WORK ORDER: Your task is to filter the data below down to the lines holding "bird".

INPUT FOR THIS TASK:
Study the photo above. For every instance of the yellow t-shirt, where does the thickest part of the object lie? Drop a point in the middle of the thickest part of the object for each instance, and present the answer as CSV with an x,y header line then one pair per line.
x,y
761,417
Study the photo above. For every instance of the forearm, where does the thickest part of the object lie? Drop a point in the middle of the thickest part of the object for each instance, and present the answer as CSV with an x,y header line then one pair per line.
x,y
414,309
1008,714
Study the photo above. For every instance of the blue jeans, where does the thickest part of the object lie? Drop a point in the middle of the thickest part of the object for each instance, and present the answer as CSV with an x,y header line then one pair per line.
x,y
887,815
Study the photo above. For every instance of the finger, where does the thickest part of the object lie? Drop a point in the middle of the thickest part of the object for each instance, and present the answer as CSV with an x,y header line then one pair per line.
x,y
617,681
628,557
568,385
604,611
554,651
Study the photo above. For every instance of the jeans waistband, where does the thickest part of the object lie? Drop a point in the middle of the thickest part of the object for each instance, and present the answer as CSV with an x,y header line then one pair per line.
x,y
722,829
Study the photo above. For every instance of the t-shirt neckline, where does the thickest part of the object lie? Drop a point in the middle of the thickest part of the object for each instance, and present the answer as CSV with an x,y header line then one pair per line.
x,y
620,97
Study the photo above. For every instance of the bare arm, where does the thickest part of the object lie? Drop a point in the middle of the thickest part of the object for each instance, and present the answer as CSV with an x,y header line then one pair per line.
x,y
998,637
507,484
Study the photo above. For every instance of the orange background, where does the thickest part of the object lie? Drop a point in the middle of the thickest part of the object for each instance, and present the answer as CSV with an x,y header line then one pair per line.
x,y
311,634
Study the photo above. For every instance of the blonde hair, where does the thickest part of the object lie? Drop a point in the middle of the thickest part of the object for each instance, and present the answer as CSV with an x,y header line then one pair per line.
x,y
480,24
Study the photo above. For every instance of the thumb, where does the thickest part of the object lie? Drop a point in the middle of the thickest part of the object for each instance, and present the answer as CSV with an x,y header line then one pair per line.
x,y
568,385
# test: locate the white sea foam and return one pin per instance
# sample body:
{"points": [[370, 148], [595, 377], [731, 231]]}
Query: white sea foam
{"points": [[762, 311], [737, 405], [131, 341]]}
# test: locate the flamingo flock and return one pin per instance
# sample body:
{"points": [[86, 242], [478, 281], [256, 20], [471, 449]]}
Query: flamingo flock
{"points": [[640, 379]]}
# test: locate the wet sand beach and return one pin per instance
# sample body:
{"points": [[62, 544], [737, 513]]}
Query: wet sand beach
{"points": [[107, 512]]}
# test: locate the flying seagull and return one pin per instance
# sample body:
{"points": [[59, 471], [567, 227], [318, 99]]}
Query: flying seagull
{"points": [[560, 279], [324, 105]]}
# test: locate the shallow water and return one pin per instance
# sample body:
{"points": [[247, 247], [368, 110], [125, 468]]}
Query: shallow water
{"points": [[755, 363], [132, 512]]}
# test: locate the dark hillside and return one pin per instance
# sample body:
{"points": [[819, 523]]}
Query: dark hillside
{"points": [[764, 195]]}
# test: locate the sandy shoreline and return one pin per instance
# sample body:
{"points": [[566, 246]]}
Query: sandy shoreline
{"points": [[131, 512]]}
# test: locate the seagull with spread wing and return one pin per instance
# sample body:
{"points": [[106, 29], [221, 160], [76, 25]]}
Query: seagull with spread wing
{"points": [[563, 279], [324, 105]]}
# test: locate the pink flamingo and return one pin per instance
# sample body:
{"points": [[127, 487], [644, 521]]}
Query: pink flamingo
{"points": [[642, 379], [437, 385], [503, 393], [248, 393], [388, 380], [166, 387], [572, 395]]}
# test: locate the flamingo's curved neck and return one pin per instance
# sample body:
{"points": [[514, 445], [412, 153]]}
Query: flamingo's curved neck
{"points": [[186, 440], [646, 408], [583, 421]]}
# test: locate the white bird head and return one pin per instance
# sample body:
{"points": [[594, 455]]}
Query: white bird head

RESULT FOR THIS EXERCISE:
# test: locate the white bird head and return one pin per instance
Query: white bird head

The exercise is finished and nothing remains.